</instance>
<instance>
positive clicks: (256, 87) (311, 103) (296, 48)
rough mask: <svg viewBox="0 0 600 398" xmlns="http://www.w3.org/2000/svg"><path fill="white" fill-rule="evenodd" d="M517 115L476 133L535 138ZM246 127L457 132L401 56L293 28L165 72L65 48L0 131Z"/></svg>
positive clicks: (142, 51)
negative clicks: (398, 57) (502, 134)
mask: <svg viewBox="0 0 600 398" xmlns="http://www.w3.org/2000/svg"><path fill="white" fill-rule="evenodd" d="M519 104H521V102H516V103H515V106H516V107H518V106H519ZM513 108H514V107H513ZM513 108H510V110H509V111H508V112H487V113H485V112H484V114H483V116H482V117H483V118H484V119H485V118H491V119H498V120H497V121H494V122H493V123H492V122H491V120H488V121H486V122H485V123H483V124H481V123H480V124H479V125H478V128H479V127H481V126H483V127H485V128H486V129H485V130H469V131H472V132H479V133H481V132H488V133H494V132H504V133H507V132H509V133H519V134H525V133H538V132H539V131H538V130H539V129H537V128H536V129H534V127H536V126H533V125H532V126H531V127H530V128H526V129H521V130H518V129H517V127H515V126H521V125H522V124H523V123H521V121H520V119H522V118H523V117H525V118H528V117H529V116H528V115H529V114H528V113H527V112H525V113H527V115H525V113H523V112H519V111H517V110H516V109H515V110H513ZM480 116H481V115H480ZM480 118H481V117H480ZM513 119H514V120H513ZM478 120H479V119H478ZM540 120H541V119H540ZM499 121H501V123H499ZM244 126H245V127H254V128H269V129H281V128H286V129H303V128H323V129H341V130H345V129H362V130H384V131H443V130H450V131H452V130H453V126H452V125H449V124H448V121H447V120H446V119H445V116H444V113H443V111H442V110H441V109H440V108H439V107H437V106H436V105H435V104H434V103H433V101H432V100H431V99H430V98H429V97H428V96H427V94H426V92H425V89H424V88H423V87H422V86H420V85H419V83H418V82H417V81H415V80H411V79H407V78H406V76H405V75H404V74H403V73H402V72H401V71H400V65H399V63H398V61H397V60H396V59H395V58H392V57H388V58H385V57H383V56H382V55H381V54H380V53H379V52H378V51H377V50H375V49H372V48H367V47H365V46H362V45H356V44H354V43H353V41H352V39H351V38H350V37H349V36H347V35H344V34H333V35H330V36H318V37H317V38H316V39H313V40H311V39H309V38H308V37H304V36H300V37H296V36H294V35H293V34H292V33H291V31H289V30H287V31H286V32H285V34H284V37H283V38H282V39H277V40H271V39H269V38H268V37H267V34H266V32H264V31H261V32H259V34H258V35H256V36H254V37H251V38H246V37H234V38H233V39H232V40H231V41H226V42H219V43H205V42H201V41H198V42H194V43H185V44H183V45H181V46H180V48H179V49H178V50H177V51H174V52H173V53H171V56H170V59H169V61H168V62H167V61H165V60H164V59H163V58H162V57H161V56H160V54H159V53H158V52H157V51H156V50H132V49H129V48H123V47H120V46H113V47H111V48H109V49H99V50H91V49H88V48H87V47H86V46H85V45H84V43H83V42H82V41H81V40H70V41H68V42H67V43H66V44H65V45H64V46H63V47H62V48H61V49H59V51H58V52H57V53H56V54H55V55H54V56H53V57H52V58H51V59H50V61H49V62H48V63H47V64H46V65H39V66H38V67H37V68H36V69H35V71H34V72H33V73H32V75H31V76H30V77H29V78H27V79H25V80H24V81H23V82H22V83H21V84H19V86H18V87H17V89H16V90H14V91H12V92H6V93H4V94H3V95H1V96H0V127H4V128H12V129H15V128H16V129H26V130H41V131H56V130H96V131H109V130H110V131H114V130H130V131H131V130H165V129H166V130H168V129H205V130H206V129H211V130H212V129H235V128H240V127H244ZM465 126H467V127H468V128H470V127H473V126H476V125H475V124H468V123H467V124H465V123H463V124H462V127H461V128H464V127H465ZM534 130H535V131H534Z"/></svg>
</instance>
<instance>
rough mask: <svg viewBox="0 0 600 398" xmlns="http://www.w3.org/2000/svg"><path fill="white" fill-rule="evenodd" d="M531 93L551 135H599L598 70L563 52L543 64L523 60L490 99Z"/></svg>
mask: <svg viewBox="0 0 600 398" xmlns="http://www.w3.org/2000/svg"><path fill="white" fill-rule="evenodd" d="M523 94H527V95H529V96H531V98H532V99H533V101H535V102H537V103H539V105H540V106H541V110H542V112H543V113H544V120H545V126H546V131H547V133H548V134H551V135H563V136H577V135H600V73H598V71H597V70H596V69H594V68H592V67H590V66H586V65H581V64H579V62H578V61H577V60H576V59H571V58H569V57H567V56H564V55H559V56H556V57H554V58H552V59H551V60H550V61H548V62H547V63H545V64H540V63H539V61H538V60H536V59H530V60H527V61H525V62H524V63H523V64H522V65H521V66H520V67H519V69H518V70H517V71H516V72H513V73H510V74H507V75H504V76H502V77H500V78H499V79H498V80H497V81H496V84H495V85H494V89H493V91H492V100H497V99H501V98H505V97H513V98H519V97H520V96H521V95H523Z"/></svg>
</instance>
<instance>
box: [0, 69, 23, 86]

Work instructions | Turn every line of the material above into a JSON array of strings, one string per line, and drop any blank lines.

Answer |
[
  "</instance>",
  "<instance>",
  "positive clicks: (256, 87) (311, 103) (296, 48)",
  "rough mask: <svg viewBox=\"0 0 600 398\" xmlns=\"http://www.w3.org/2000/svg\"><path fill=\"white\" fill-rule=\"evenodd\" d=\"M517 115L476 133L535 138ZM246 127L457 132L401 56L293 28L165 72L65 48L0 131Z\"/></svg>",
  "positive clicks: (142, 51)",
  "negative clicks: (398, 57) (502, 134)",
  "mask: <svg viewBox=\"0 0 600 398\" xmlns=\"http://www.w3.org/2000/svg\"><path fill=\"white\" fill-rule=\"evenodd\" d=\"M519 104H521V102H516V103H515V106H516V107H518V106H519ZM513 108H514V107H513ZM513 108H510V110H509V111H508V112H487V113H485V112H484V114H483V116H482V117H483V118H484V119H485V118H491V119H498V120H497V121H494V122H493V123H492V122H491V120H488V121H486V122H485V123H483V124H481V123H480V124H479V125H478V128H479V127H481V126H483V127H485V128H486V129H485V130H469V131H472V132H479V133H481V132H488V133H494V132H504V133H507V132H509V133H519V134H525V133H538V132H539V131H538V130H539V129H537V128H536V129H534V127H536V126H533V125H532V126H531V127H530V128H526V129H521V130H518V129H517V127H515V126H521V125H522V124H523V123H521V121H520V119H522V118H523V117H525V118H528V117H529V116H528V115H529V114H528V113H527V112H525V113H527V115H525V113H523V112H519V111H517V110H516V109H515V110H513ZM480 116H481V115H480ZM480 118H481V117H480ZM513 119H514V120H513ZM478 120H479V119H478ZM540 120H541V119H540ZM499 121H501V123H499ZM244 126H245V127H254V128H269V129H281V128H286V129H303V128H323V129H341V130H345V129H362V130H384V131H443V130H450V131H452V130H453V126H452V125H449V124H448V121H447V120H446V119H445V116H444V113H443V111H442V110H441V109H440V108H439V107H437V106H436V105H435V104H434V103H433V101H432V100H431V99H430V98H429V97H428V96H427V94H426V92H425V89H424V88H423V87H422V86H420V85H419V83H418V82H417V81H415V80H411V79H407V78H406V76H405V75H404V74H403V73H402V72H401V71H400V65H399V63H398V61H397V60H396V59H395V58H392V57H388V58H385V57H383V56H382V55H381V54H380V53H379V52H378V51H377V50H375V49H372V48H367V47H365V46H362V45H356V44H354V43H353V41H352V39H351V38H350V37H349V36H347V35H344V34H333V35H330V36H318V37H317V38H316V39H313V40H311V39H309V38H308V37H304V36H300V37H296V36H294V35H293V34H292V33H291V31H289V30H287V31H286V32H285V34H284V37H283V38H282V39H277V40H271V39H269V38H268V37H267V34H266V32H264V31H261V32H259V34H258V35H256V36H254V37H251V38H246V37H234V38H233V39H232V40H231V41H226V42H219V43H205V42H201V41H198V42H194V43H185V44H183V45H181V46H180V48H179V49H178V50H177V51H174V52H173V53H171V56H170V59H169V61H168V62H167V61H165V60H164V59H163V58H162V57H161V56H160V54H159V53H158V52H157V51H156V50H132V49H129V48H123V47H120V46H113V47H111V48H109V49H99V50H91V49H88V48H87V47H86V46H85V45H84V43H83V42H82V41H81V40H70V41H68V42H67V43H66V44H65V45H64V46H63V47H62V48H61V49H59V51H58V52H57V53H56V54H55V55H54V56H53V57H52V58H51V59H50V61H49V62H48V63H47V64H46V65H39V66H38V67H37V68H36V69H35V71H34V72H33V73H32V75H31V76H30V77H29V78H27V79H25V80H24V81H23V82H22V83H21V84H19V86H18V87H17V89H16V90H14V91H12V92H6V93H4V94H3V95H1V96H0V127H4V128H12V129H15V128H16V129H26V130H41V131H56V130H96V131H109V130H110V131H114V130H130V131H131V130H165V129H166V130H168V129H205V130H206V129H211V130H212V129H235V128H240V127H244ZM465 126H467V127H468V128H470V127H473V126H476V125H475V124H468V123H467V124H465V123H463V124H462V127H461V128H464V127H465ZM534 130H535V131H534Z\"/></svg>",
  "</instance>",
  "<instance>",
  "rough mask: <svg viewBox=\"0 0 600 398\" xmlns=\"http://www.w3.org/2000/svg\"><path fill=\"white\" fill-rule=\"evenodd\" d=\"M531 93L551 135H599L598 70L563 52L543 64L523 60L490 99Z\"/></svg>",
  "mask: <svg viewBox=\"0 0 600 398\" xmlns=\"http://www.w3.org/2000/svg\"><path fill=\"white\" fill-rule=\"evenodd\" d=\"M523 94H527V95H529V96H531V98H532V99H533V101H535V102H537V103H539V105H540V106H541V110H542V112H543V113H544V120H545V126H546V131H547V133H548V134H551V135H563V136H577V135H600V73H598V71H597V70H596V69H594V68H592V67H590V66H586V65H581V64H579V62H578V61H577V60H576V59H571V58H569V57H567V56H564V55H559V56H556V57H554V58H552V59H551V60H550V61H548V62H547V63H545V64H540V63H539V61H538V60H536V59H530V60H527V61H525V62H524V63H523V64H522V65H521V66H520V67H519V69H518V70H517V71H516V72H513V73H510V74H507V75H504V76H502V77H500V78H499V79H498V80H497V81H496V84H495V85H494V89H493V91H492V100H497V99H501V98H505V97H513V98H519V97H520V96H521V95H523Z\"/></svg>",
  "</instance>",
  "<instance>",
  "box: [0, 69, 23, 86]"
]